_Supplied passage_
** Start **

I say “undeniable” despite the fact that our president denies the findings of our own nation’s intelligence services, and those of every other honest broker of information out there; none of that is not good enough to satisfy the Crybaby in Chief when he feels dissed.  Now, the Washington Post reports on research being delivered to the Senate Intelligence Committee that states plainly the evidence leading to the conclusion that the Russians worked against Hillary Clinton.

The report offers the latest evidence that Russian agents sought to help Trump win the White House. Democrats and Republicans on the panel previously studied the U.S. intelligence community’s 2017 finding that Moscow aimed to assist Trump, and in July, they said investigators had come to the correct conclusion. Despite their work, some Republicans on Capitol Hill continue to doubt the nature of Russia’s interference in the last presidential election.

[Sen. Mark] Warner said the reports should serve as “a wake up call,” resulting in “some much-needed and long-overdue guardrails when it comes to social media.” [Sen. Richard] Burr said the reports are “proof positive that one of the most important things we can do is increase information sharing between the social media companies who can identify disinformation campaigns and the third-party experts who can analyze them.”

The Russians aimed particular energy at activating conservatives on issues such as gun rights and immigration, while sapping the political clout of left-leaning African American voters by undermining their faith in elections and spreading misleading information about how to vote. Many other groups — Latinos, Muslims, Christians, gay men and women, liberals, Southerners, veterans — got at least some attention from Russians operating thousands of social media accounts.

Even if—if—no one in the Trump campaign was in on the deal, or encouraged it or cooperated with it in any way at all, or even said a small silent prayer to their god that the Russian actions would help their guy win, we are left with this: the Russian attacked America.  And they had help.

I don’t mean Wikileaks, although it seemed to be in on the con, too.  I’m talking about the National Enquirer.  The same National Enquirer which just admitted in court documents that it helped Trump bury Karen McDougal’s story about the affair she claimed to have had with Trump (which he denies having had) so that it wouldn’t hurt him in the election was devoted to helping Trump throughout the campaign.  The New York Times’ Jim Rutenberg put the Enquirer’s contribution in perspective.

The Enquirer’s racks, under the current chief, David J. Pecker, were given over to the Trump campaign. This was a political gift even more valuable than the $150,000 that The Enquirer paid in a “catch-and-kill” deal with the former Playboy model Karen McDougal for her story of an affair with Mr. Trump.

** End **

(Lines from a data source)
** Start **

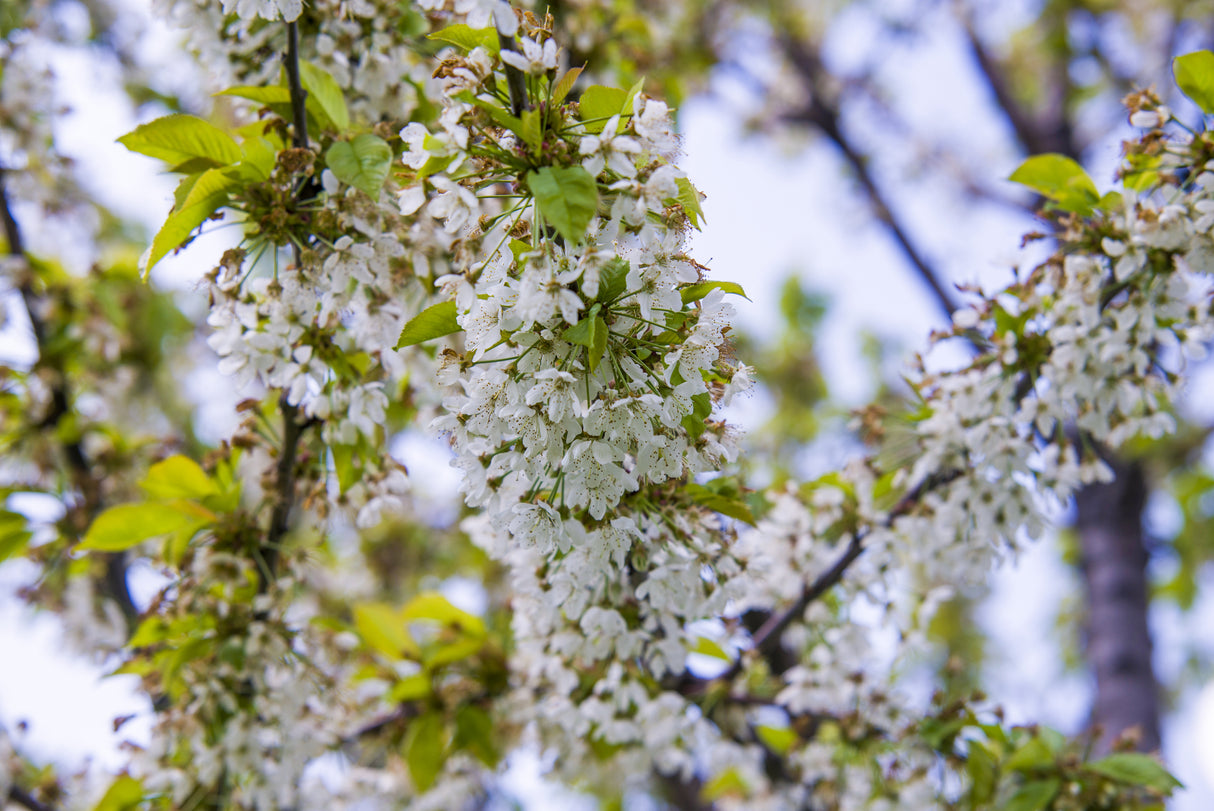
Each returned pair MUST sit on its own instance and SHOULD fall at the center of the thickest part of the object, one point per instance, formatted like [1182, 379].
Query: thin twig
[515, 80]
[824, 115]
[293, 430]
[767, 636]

** End **

_Written problem_
Please reproduce word for word the stretch of the passage on Russian election interference that opens with the words containing "Even if—if—no one" and closes with "contribution in perspective.".

_Correct answer_
Even if—if—no one in the Trump campaign was in on the deal, or encouraged it or cooperated with it in any way at all, or even said a small silent prayer to their god that the Russian actions would help their guy win, we are left with this: the Russian attacked America.  And they had help.

I don’t mean Wikileaks, although it seemed to be in on the con, too.  I’m talking about the National Enquirer.  The same National Enquirer which just admitted in court documents that it helped Trump bury Karen McDougal’s story about the affair she claimed to have had with Trump (which he denies having had) so that it wouldn’t hurt him in the election was devoted to helping Trump throughout the campaign.  The New York Times’ Jim Rutenberg put the Enquirer’s contribution in perspective.